- _Text block_
===
Long before recent elections reignited old stereotypes about women as the weaker sex who are not up to demanding jobs, Cate Taylor, assistant professor of sociology and gender studies, had been studying whether women are truly more susceptible to stress. Her latest study, which appeared in the July 2016 issue of the American Journal of Sociology, finds that, in fact, men and women show similar responses to workplace stress.
Taylor knows something about the question first-hand: before going to graduate school at Cornell, she worked as a clerk on an options trading floor in San Francisco. “I was a shouter,” she explains, one of the people loudly vying to place orders. “It is a very male-dominated field,” she says, “and though I really enjoyed the work, that experience probably did influence my academic interests.”
Taylor conducted her most recent study by training a group of undergraduate collaborators to mimic the environment of stressful workplaces where women are socially excluded and their competence questioned. Taylor’s undergrad collaborators deliberately conspired to steer conversations with an unsuspecting test subject of the opposite sex to topics the subject would know little about, in order to make the subject feel uncomfortable and marginal. For example, when the test subject was female, three trained male undergrads talked exclusively about topics such as sports and video games.
But Taylor also set up the opposite situation: male test subjects were locked out of conversations by three trained female undergrads who talked only about topics such as shopping and yoga.
===
- _To do_
[a] Answer these questions from the passage on workplace stress, one per line:
(i) In which journal issue did Taylor's latest study appear?
(ii) Where did Taylor work as a clerk before graduate school?
(iii) What topics did the three trained female undergrads talk about?
[b] Summarize the passage on workplace stress in two sentences.
[c] Pick up the passage on workplace stress after its last sentence and continue writing it.

Stored data entries
===
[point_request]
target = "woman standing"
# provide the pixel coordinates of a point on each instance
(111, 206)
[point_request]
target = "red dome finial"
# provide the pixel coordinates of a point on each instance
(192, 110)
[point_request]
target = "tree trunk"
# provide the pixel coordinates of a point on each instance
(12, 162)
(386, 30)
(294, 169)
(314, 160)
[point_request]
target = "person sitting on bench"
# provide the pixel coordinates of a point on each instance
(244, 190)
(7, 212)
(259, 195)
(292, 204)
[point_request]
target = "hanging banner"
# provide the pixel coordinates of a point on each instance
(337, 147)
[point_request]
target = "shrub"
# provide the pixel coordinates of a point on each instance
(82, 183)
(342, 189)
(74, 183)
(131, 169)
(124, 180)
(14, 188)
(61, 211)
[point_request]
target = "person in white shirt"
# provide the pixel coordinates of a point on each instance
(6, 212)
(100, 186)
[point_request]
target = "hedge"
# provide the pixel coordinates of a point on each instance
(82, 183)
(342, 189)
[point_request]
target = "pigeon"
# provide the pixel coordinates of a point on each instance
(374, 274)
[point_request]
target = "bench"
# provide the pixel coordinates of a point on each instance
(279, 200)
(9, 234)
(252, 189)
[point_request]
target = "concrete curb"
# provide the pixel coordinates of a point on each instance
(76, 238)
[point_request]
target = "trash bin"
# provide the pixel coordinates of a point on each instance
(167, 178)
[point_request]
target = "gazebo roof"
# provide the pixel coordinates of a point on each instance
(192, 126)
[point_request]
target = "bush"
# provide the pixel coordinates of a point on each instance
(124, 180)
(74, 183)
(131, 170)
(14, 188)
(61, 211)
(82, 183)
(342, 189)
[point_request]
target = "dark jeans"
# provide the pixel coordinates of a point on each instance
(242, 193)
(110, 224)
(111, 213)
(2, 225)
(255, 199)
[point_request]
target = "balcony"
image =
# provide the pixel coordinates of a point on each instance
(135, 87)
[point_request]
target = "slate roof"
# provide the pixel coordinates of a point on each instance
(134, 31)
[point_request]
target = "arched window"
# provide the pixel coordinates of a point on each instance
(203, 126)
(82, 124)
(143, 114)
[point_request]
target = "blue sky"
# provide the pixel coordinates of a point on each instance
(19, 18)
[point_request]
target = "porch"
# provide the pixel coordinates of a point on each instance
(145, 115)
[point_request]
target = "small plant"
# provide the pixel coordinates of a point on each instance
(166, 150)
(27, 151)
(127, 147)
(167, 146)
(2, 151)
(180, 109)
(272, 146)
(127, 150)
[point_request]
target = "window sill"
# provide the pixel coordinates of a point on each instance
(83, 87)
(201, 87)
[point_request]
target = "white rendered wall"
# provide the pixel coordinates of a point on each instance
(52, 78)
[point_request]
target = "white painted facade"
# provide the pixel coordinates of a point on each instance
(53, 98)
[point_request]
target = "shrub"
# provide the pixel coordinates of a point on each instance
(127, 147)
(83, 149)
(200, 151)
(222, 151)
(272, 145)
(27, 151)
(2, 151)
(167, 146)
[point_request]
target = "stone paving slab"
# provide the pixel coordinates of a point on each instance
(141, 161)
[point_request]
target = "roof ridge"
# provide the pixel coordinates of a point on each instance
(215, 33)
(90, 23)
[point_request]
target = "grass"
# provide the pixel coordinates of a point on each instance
===
- _Answers by task_
[a]
(i) The July 2016 issue of the American Journal of Sociology
(ii) On an options trading floor in San Francisco
(iii) Shopping and yoga

[b] A study by Cate Taylor, an assistant professor of sociology and gender studies, published in the July 2016 American Journal of Sociology, finds that men and women show similar responses to workplace stress. In the study, trained undergraduates excluded test subjects of the opposite sex by steering conversations to topics the subjects would know little about: sports and video games with female subjects, and shopping and yoga with male subjects.

[c]
When Taylor measured cortisol levels in the saliva of the test subjects, she found a rise in both male and female subjects. Because cortisol is a hormone whose levels rise with stress, Taylor’s study thus indicates that workplace stress is caused not by an innate biological susceptibility in women, but by membership in a marginalized minority group.
The topic is important, because stress causes serious health problems like cardiovascular disease and, ultimately, high mortality rates. If stress-induced health problems push women out of lucrative, male-dominated fields like the trading floor where Taylor herself once worked, gender inequality is compounded. “If the workplace climate were less unfriendly to women,” Taylor says, “we might see more women in male-dominated occupations and more parity in pay.”
Taylor is continuing to work on the issue and has already presented two papers on related aspects, which she hopes to publish soon.